------ Source ------

I’ve lived in Southern California my entire life, and this just doesn’t bear any resemblance to anything I know about the place. Santa Ana winds are just....Santa Ana winds. They do whip up brush fires, as Didion says, but otherwise her description seems way, way over the top. Sure, the weather feels a little weird when Santa Anas kick up, but teachers don’t cancel classes, pets don’t go nuts, people don’t stay inside their houses, and Los Angeles doesn’t get gripped in crime waves.

Amen. The Santa Anas, while always potentially destructive, figure most radically in the imagination of local writers, who are smart enough to recognize a good metaphor and chance for show-offery when they see one. For instance, Raymond Chandler:

There was a desert wind blowing that night. It was one of those hot dry Santa Anas that come down through the mountain passes and curl your hair and make your nerves jump and your skin itch. On nights like that every booze party ends in a fight. Meek little wives feel the edge of the carving knife and study their husbands’ necks. Anything can happen. You can even get a full glass of beer at a cocktail lounge.

------

Task goal
Continue the piece on the Santa Ana winds, starting right after its last sentence.

------ Data lines ------

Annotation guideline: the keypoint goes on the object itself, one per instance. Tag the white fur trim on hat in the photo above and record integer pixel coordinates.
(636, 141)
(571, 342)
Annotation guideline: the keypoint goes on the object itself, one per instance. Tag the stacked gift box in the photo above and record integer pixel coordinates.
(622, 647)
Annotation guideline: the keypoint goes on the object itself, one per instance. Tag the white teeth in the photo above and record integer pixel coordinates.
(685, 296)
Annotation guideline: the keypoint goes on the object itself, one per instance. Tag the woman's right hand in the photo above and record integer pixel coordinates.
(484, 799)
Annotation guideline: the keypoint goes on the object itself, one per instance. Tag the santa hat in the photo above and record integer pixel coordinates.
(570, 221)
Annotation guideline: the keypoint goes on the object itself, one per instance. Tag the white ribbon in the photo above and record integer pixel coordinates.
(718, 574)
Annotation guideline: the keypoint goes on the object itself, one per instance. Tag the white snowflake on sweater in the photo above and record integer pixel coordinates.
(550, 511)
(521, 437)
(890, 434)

------

The result
Great writing? Unquestionably. True? Aside from the itchy skin, I think not.

This, I believe, gets close to the heart of the Joan Didion Problem. She is such a gifted descriptive writer that she often can’t resist the temptation to wrap her otherwise keen observations with some Chandleresque hyperbole, just to see how the language turns out. It’s delightful to read, and leaves lasting impressions on your brain, but many of the impressions are, regrettably, not true. Not only that, but they advertise some near-secretive knowledge -- hey wait, all this time I’ve been living here and I didn’t realize that the Santa Anas were the primordial force unleashing the dark side of human desire?? -- allowing readers to congratulate themselves on being among the minority to break the SoCal code. It’s like when postgrads first stumble upon the sunshine/noir dialectic, or when yet another searing cultural critic sees a book-length metaphor in the fact that (gasp!) Brian Wilson couldn’t surf.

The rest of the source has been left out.